## Required work:
The result should be every line of the listing that contains "painted".

Exercise input START

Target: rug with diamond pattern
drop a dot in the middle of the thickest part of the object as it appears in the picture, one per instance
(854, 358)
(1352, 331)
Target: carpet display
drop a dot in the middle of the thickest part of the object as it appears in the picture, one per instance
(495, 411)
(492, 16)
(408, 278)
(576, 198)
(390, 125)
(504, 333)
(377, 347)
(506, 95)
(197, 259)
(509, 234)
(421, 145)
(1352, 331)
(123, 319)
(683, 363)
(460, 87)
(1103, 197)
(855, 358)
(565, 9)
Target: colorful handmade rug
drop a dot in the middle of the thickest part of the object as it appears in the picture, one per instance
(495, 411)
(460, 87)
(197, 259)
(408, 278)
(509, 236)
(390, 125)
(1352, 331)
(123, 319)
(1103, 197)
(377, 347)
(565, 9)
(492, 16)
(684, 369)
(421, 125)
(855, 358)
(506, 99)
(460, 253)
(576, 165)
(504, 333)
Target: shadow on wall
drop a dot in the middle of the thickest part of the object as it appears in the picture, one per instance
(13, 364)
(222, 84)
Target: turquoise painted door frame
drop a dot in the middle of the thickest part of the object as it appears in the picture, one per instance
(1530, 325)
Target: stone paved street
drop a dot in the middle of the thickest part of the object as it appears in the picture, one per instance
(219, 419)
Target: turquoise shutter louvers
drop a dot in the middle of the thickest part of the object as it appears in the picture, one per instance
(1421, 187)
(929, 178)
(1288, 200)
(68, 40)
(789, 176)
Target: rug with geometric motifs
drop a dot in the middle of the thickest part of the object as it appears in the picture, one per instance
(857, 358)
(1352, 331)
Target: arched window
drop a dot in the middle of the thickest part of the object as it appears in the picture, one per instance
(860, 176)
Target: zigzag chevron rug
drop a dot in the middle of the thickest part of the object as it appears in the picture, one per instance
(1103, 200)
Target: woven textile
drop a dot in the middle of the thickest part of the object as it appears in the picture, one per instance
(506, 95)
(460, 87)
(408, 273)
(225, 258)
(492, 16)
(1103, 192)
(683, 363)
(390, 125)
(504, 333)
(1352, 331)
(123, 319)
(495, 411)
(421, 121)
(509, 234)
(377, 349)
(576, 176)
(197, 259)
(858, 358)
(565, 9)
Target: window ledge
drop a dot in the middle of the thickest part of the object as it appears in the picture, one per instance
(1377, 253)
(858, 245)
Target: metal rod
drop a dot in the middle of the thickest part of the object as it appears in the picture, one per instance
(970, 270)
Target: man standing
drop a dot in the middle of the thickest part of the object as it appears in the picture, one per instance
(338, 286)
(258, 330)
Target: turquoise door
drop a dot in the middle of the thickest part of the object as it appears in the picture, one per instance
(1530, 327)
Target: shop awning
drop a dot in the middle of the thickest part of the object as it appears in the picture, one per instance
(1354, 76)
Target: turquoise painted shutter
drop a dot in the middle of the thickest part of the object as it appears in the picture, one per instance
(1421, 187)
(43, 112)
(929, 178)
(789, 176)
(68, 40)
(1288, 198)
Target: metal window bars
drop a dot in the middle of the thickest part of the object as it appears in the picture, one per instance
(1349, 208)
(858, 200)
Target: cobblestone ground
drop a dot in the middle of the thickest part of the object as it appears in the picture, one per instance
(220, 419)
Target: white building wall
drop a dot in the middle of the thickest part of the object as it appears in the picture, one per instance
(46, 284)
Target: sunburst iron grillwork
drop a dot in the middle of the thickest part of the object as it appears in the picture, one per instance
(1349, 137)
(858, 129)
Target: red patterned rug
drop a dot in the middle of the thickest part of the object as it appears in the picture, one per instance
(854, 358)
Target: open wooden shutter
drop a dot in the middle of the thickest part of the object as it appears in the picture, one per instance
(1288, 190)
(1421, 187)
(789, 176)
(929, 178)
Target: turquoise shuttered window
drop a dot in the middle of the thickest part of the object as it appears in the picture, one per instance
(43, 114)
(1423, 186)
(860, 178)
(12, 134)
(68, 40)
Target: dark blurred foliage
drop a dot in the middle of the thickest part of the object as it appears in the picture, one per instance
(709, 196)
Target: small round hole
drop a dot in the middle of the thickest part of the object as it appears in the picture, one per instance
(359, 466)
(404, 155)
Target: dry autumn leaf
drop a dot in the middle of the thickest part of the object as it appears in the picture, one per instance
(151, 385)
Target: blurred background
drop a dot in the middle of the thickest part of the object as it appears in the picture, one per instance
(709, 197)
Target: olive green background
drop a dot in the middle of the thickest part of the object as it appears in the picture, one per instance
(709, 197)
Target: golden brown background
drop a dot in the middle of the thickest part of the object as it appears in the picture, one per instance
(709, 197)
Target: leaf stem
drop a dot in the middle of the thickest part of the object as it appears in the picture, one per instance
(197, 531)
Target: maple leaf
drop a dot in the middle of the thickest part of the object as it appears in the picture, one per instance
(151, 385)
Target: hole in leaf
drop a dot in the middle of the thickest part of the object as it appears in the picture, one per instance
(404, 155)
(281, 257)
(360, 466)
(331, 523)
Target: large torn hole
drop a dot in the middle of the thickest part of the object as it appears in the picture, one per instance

Exercise input END

## Output of the task:
Target: turquoise painted door frame
Target: turquoise painted shutter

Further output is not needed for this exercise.